» **Set of tasks**
(a) Copy the part of the Figure 4 caption that opens with the words containing "Published in final" and closes with "binding in vivo.".
(b) Decide whether each statement agrees with the Figure 4 caption. Answer yes or no for each, and quote the deciding words from the caption. (i) Conventional analysis of in vivo data typically considers the confounding features that influence TF occupancy. (ii) Local TF concentration can be estimated directly. (iii) The affinity of each individual binding site is one of the confounding features.
(c) According to the Figure 4 caption, which two kinds of data do conventional approaches typically use together to infer TF binding preferences for methylated binding sites in vivo?

» **Text section**
§

Published in final edited form as: J Mol Biol. 2019 Nov 2;432(6):1801–1815. doi: 10.1016/j.jmb.2019.10.021

Figure 4: The challenge of quantifying the effect of cytosine methylation on TF binding in vivo.

Figure 4:

(A) Conventional approaches typically consider whole-genome bisulfite sequencing (WGBS) and TF occupancy data (ChIP-seq) in conjunction to infer TF binding preferences for methylated binding sites in vivo. Two approaches are shown that either compare the ChIP-seq signal at unmethylated and methylated CpG containing ChIP-seq peaks (top-left), or the total overlap between WGBS sites and TF peaks split by CpG methylation status (top-right). (B) Confounding features that influence TF occupancy (IP signal) at any given site are typically not considered in conventional analysis of in vivo data. These include (i) variation in local TF concentration (likely the result of transient, phase-separated TF hub assemblies), and (ii) the affinity of each individual binding site. (C) To isolate the effect of individual methylation marks from among these confounding site-specific factors, conventional models need to be updated. Local TF concentration cannot be estimated directly, but features such as DNA accessibility or regional methylation level can be used to control for its variation.

§

» **Dataset content**
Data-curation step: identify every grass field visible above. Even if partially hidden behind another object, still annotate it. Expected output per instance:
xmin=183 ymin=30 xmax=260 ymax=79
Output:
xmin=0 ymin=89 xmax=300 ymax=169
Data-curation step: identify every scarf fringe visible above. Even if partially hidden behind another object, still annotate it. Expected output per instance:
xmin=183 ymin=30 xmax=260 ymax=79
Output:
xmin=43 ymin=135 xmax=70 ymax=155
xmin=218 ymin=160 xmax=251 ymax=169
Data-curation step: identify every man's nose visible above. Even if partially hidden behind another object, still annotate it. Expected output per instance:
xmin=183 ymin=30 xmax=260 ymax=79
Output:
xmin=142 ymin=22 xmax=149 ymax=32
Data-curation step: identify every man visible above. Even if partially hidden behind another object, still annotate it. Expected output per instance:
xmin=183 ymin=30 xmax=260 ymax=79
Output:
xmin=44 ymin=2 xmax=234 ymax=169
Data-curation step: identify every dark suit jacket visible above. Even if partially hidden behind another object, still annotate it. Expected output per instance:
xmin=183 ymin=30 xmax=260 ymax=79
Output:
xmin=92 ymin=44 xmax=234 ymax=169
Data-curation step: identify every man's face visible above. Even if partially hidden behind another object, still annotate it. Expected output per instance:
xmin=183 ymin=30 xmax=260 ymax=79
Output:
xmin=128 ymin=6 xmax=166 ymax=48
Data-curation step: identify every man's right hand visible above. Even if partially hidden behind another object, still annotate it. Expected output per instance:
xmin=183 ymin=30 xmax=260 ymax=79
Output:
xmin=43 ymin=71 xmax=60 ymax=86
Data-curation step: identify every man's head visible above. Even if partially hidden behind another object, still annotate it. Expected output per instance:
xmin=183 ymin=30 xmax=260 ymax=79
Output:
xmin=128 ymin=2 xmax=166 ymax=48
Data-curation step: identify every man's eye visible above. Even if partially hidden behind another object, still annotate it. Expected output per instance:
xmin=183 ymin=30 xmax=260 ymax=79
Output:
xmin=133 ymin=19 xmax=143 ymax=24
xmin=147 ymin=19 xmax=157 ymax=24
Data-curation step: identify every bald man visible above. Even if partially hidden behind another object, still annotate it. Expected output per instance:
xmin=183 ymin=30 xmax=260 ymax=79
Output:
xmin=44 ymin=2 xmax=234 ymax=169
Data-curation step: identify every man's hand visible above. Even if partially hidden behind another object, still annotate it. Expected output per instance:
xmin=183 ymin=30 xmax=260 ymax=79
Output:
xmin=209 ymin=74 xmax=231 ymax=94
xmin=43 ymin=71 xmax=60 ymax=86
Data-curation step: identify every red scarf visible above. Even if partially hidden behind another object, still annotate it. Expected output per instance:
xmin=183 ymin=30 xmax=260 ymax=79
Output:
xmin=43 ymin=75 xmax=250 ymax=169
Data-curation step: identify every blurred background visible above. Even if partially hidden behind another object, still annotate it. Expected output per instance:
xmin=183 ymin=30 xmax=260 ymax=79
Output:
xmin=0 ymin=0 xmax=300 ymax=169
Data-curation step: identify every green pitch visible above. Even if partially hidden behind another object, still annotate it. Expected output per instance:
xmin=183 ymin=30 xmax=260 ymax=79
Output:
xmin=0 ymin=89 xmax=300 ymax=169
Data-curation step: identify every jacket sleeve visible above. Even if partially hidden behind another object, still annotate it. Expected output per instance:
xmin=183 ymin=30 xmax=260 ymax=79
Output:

§

» **Written responses**
(a)
Published in final edited form as: J Mol Biol. 2019 Nov 2;432(6):1801–1815. doi: 10.1016/j.jmb.2019.10.021

Figure 4: The challenge of quantifying the effect of cytosine methylation on TF binding in vivo.

(b)
(i) No: "Confounding features that influence TF occupancy (IP signal) at any given site are typically not considered in conventional analysis of in vivo data."
(ii) No: "Local TF concentration cannot be estimated directly"
(iii) Yes: "(ii) the affinity of each individual binding site"

(c) Whole-genome bisulfite sequencing (WGBS) and TF occupancy data (ChIP-seq).